[SUPPLIED PASSAGE Boundary: Start]
A coworker of mine gave me a kit. If you're like me and hadn't heard of it, offers an OBD-II adapter for the Particle Electron. OBD-II, or On Board Diagnostics II is a data and communication protocol standard mandated by the federal government for emissions compliance in cars and trucks manufactured after 1996. OBD-II mandates that a set of parameters be accessible for emissions testing procedures and other diagnostics. OBD-II data is accessed through a standard OBD-II port located under the dashboard on the driver's side of the vehicle. Some manufacturers include extra and sometimes proprietary data through the OBD-II protocol. In this proof-of-concept, I focused on the engine Rotations Per Minute (RPM) as an indication that the vehicle has been started. The Particle Electron is a development board with cellular connectivity built in and "cloud" infrastructure allowing easy integration with APIs and other online services. Using cellular triangulation, the Electron also provides location data of passable accuracy. Using these two functions of the Particle and the OBD-II adapter, I created a vehicle "alarm" system that notifies the owner of a vehicle if it is started without authorization, or if it leaves a pre-defined geo-fenced area. For fun, I added an Alexa skill to enable and disable the alarm system by voice. Had I not included the Alexa Skill portion, the Electron could have sent the notifications via cellular SMS (Text message) without the external web service. However, the web service will leave room for expansion and deep customization if I ever build off of this project.
[SUPPLIED PASSAGE Boundary: End]
APPLY WHAT YOU READ:
1/ In the text about the OBD-II vehicle alarm, which engine reading served as the sign that the vehicle had been started?
2/ Write what comes next in the text about the OBD-II vehicle alarm, starting after its final sentence.
[EXCERPTED DATA Boundary: Start]
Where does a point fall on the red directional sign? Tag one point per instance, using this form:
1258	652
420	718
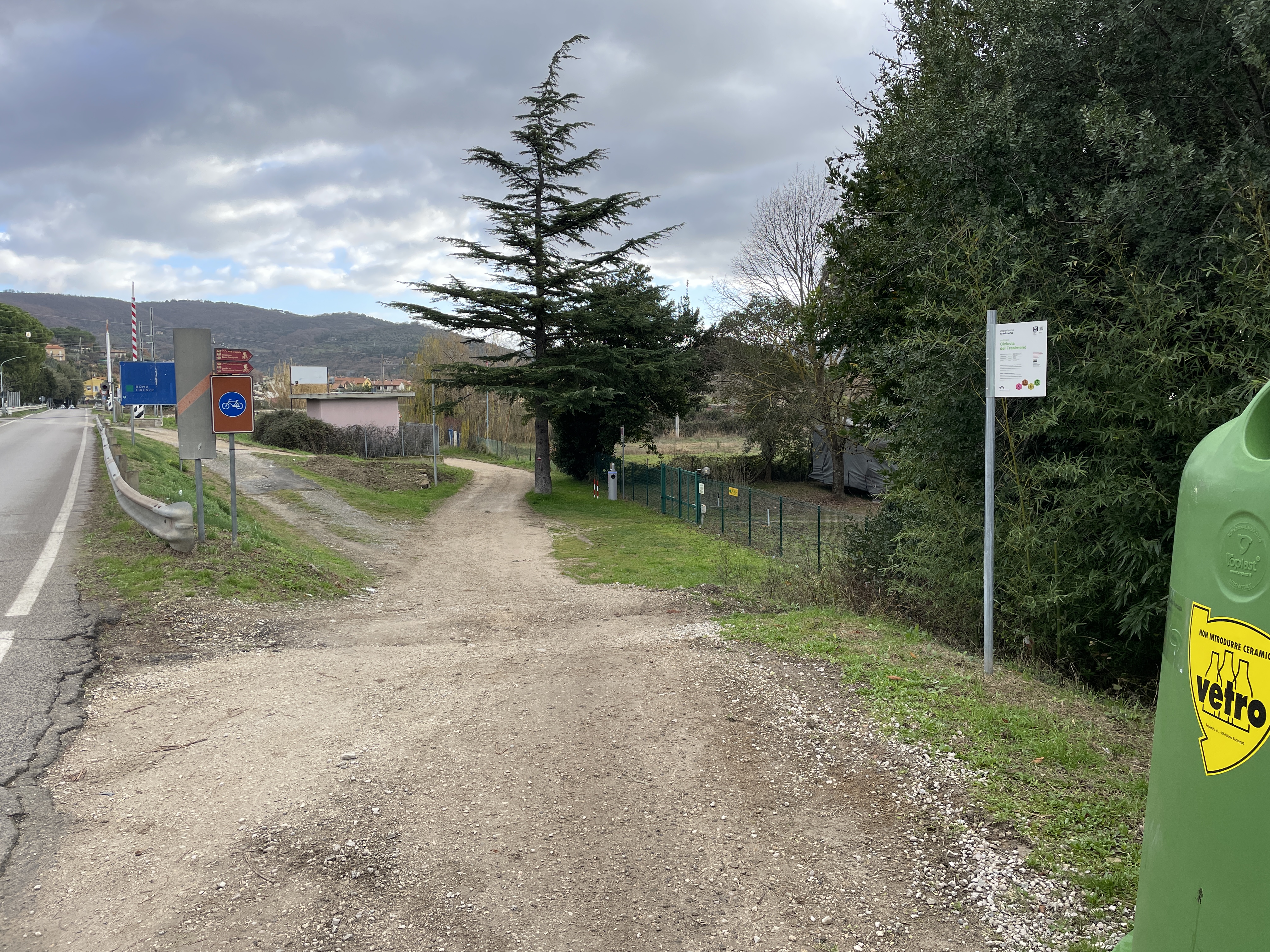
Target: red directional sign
232	360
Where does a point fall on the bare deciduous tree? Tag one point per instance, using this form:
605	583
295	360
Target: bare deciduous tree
787	356
783	259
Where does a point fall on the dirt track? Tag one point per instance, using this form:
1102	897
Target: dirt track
531	763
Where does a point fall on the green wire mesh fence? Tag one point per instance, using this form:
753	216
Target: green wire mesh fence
773	525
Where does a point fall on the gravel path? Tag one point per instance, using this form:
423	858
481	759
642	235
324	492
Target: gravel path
484	755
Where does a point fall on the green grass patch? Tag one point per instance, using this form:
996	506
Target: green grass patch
273	562
386	504
605	542
1065	768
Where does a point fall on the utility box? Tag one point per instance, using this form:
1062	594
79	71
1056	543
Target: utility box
1203	884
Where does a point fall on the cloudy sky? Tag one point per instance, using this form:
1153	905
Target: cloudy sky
306	154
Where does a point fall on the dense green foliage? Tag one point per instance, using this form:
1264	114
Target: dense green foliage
648	348
1100	164
546	280
22	356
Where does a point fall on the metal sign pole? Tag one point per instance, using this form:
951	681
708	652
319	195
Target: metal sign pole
199	494
233	496
990	494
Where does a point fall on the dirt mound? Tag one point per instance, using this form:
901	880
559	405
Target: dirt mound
399	475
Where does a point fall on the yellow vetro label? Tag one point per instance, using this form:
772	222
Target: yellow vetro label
1230	675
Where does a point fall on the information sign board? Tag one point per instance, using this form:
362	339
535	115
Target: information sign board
145	382
232	404
1021	359
309	375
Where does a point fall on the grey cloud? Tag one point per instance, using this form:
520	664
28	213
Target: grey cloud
218	149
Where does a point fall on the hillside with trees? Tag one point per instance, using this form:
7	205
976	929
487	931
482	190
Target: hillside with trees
350	344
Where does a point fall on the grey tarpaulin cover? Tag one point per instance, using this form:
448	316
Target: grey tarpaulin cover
861	469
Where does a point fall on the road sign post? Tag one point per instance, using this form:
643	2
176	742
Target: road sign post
232	413
1016	366
195	439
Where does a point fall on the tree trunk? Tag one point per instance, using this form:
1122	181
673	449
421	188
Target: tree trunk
541	454
838	445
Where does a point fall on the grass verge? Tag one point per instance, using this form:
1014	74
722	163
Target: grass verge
608	542
1067	770
272	563
386	504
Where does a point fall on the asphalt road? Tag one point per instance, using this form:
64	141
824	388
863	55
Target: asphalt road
46	474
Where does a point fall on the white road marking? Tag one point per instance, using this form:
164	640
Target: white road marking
31	588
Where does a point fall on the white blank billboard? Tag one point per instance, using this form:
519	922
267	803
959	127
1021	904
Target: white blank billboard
309	375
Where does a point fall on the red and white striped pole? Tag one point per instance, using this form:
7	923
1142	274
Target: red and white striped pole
135	320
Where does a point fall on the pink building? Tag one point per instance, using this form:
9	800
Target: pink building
358	409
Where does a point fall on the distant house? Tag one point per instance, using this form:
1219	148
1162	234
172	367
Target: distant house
350	382
358	409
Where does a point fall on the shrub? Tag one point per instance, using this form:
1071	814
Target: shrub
291	429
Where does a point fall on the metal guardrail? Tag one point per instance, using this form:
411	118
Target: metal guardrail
172	522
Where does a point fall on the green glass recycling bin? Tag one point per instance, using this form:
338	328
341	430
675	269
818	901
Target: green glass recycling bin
1204	885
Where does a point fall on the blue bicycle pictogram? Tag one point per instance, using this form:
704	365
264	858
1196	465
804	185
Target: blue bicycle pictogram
233	404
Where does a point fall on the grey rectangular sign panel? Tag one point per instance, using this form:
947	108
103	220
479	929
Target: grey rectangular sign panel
195	437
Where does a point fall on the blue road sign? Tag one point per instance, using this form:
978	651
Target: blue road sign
148	382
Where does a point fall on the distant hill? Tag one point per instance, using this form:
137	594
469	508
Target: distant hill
348	344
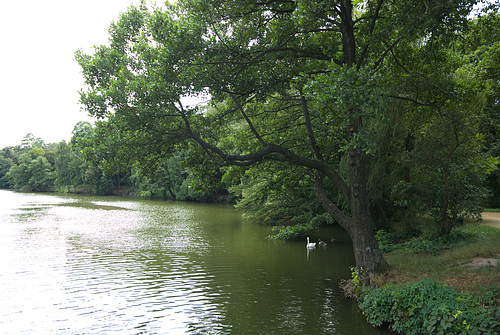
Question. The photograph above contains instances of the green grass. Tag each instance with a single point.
(449, 266)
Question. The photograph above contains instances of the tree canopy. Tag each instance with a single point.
(308, 84)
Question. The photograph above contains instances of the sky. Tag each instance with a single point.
(39, 76)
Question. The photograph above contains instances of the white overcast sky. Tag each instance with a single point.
(39, 77)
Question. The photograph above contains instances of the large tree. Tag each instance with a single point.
(299, 82)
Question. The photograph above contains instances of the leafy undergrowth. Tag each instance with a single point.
(430, 287)
(428, 307)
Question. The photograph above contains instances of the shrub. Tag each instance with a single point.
(429, 243)
(427, 307)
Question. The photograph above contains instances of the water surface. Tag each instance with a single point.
(107, 265)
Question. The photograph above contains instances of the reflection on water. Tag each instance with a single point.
(94, 265)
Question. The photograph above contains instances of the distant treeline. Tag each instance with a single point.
(35, 166)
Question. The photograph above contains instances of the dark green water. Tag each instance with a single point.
(101, 265)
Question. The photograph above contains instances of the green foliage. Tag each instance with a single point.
(427, 307)
(425, 243)
(5, 165)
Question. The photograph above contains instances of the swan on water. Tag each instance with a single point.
(310, 245)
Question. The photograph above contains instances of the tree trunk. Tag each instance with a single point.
(369, 258)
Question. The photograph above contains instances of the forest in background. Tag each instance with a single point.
(433, 150)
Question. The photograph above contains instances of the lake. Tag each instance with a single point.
(75, 264)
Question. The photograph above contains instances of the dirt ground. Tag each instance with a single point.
(491, 219)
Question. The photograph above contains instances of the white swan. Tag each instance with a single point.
(310, 245)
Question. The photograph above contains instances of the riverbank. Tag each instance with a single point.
(454, 290)
(472, 267)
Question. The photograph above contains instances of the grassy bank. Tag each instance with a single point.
(472, 267)
(439, 285)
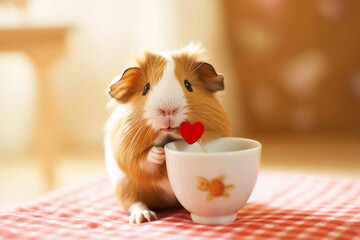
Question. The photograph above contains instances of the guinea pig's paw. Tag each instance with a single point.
(141, 216)
(156, 155)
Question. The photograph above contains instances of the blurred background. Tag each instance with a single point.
(292, 75)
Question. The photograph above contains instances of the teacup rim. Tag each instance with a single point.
(258, 146)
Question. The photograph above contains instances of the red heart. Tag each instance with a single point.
(191, 133)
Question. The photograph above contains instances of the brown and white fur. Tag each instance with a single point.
(141, 125)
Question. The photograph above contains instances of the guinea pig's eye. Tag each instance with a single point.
(146, 89)
(188, 85)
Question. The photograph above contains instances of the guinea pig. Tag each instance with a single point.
(151, 100)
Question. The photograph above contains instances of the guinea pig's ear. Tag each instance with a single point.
(121, 87)
(207, 74)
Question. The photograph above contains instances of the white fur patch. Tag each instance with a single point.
(114, 172)
(166, 94)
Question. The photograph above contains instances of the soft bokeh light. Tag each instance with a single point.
(291, 68)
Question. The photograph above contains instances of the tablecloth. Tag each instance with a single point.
(282, 206)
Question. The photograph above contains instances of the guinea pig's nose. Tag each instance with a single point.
(168, 111)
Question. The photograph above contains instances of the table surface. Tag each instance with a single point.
(282, 206)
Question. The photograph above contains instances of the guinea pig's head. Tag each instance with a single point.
(169, 88)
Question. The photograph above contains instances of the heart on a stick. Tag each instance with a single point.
(191, 133)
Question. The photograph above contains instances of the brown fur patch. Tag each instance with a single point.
(132, 138)
(202, 104)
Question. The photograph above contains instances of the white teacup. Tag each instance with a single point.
(213, 186)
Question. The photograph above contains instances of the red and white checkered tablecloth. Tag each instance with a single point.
(283, 206)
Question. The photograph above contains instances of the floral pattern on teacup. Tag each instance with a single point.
(215, 187)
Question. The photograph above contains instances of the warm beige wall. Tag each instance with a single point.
(106, 35)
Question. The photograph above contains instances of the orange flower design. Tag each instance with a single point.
(215, 187)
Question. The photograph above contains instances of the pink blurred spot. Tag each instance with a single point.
(304, 118)
(303, 73)
(255, 37)
(263, 101)
(332, 9)
(272, 5)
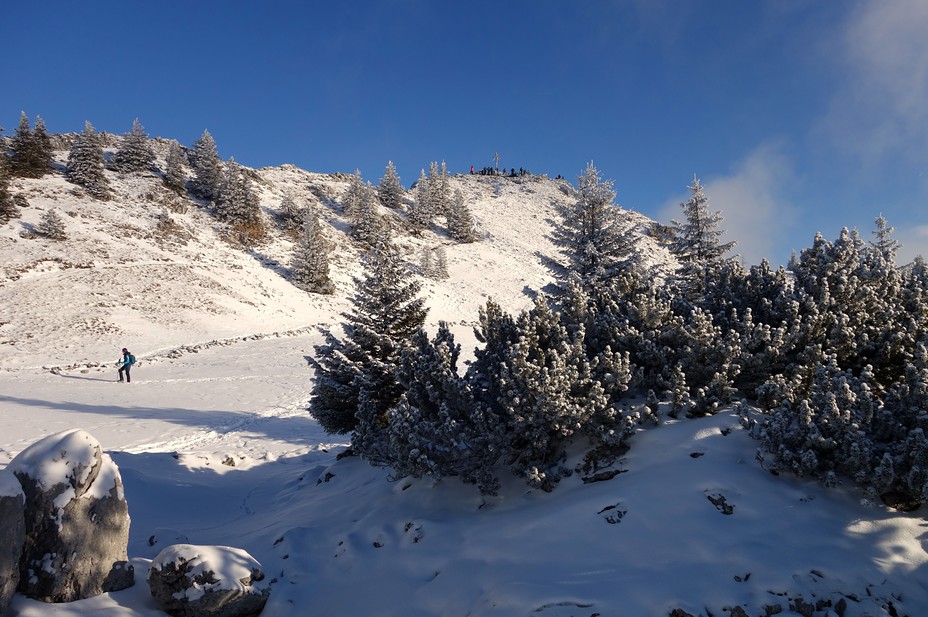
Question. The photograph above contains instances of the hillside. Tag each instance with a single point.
(215, 445)
(125, 276)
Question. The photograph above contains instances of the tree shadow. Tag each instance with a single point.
(85, 378)
(298, 430)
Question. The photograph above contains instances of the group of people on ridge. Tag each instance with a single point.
(493, 171)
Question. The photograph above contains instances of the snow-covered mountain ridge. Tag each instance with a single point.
(151, 269)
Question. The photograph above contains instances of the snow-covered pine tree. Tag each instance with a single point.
(422, 211)
(86, 166)
(30, 151)
(311, 257)
(238, 203)
(8, 208)
(43, 147)
(207, 178)
(460, 220)
(549, 395)
(437, 429)
(292, 217)
(427, 262)
(135, 153)
(697, 242)
(385, 313)
(52, 225)
(441, 263)
(390, 191)
(885, 243)
(175, 174)
(440, 187)
(367, 225)
(591, 232)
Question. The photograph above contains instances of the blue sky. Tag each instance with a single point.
(797, 116)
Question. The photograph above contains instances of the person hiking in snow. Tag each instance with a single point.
(125, 364)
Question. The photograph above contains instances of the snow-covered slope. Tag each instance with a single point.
(215, 446)
(126, 276)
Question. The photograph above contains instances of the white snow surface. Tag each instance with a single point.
(229, 567)
(215, 446)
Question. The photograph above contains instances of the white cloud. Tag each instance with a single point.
(753, 206)
(881, 108)
(914, 242)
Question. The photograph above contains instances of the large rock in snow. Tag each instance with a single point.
(207, 581)
(12, 535)
(77, 519)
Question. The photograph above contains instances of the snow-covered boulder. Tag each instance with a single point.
(207, 581)
(12, 535)
(77, 519)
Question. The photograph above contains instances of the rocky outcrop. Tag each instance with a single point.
(207, 581)
(76, 519)
(12, 535)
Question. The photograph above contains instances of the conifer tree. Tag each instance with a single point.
(207, 170)
(52, 225)
(311, 257)
(422, 211)
(30, 150)
(437, 428)
(591, 233)
(135, 153)
(367, 225)
(441, 189)
(85, 164)
(292, 217)
(175, 175)
(885, 243)
(362, 366)
(697, 241)
(238, 203)
(43, 147)
(460, 220)
(390, 191)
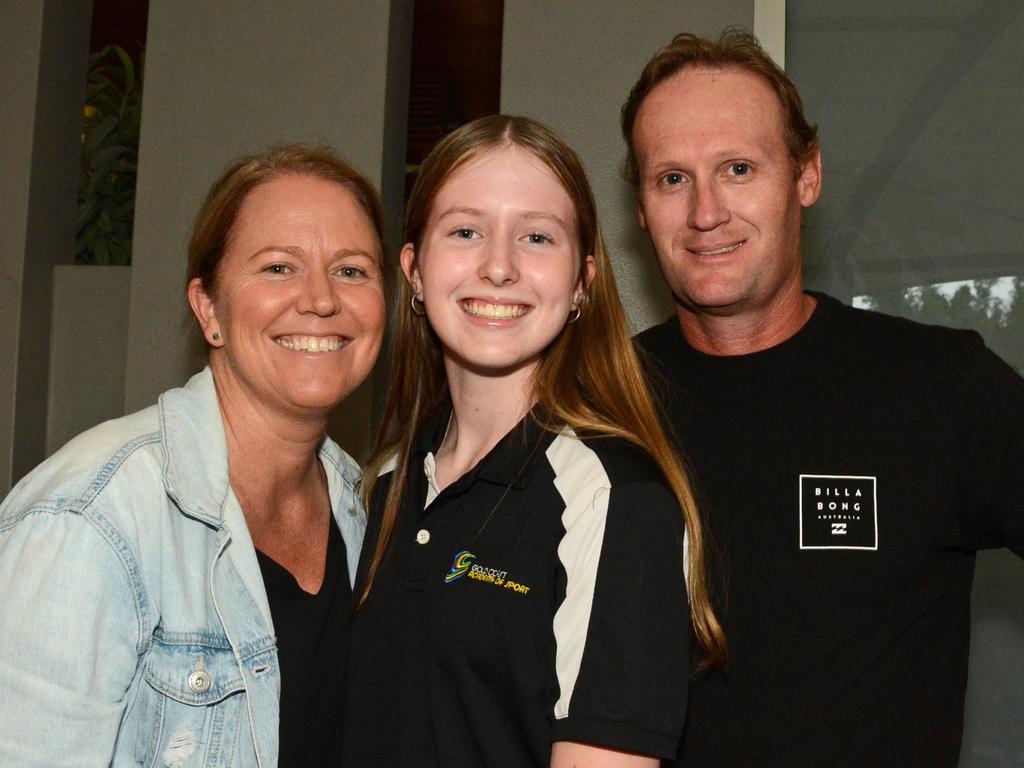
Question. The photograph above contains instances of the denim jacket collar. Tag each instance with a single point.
[EXCERPTED DATA Boundary: End]
ANSWERS TO THE EXERCISES:
1/ The engine Rotations Per Minute (RPM).

2/
Part 1: "Alarm" Web Service

The primary business logic for this system is handled by a Python Django REST API. The application contains three types of user-defined parameters configurable through Django's default Admin panel. The first is a fence (named after "geofence"). A fence object has a name and provides and automatically generated secret that acts as a unique identifier. In addition to the name and secret, it contains a configurable notification message to be sent out in the event that the fence is triggered.

Each fence has an enabled parameter that determines if the notifications should be sent or not. If the fence is disarmed via the Alexa skill, the notifications will not be sent. Fences are members of the next type of object, a fence group. Like a fence, each fence group has a secret. This is used by the Alexa skill to enable and disable fences in groups. For example, my car contains two fences, one for the engine starting and a position based geofence. Both can be enabled or disabled via the "car" fence group.

The final objects available for configuration are notify objects. These hold the email address to which the notification should be sent. In my case, I used my mobile carrier's email-to-text message service to send the notifications to my phone. There can be many notify objects for a given fence, so multiple devices or people can be notified for a single event.

The admin view provides a quick list of all the configured fences and their corresponding secrets, notify objects and their destination addresses, and fence groups with their corresponding secrets.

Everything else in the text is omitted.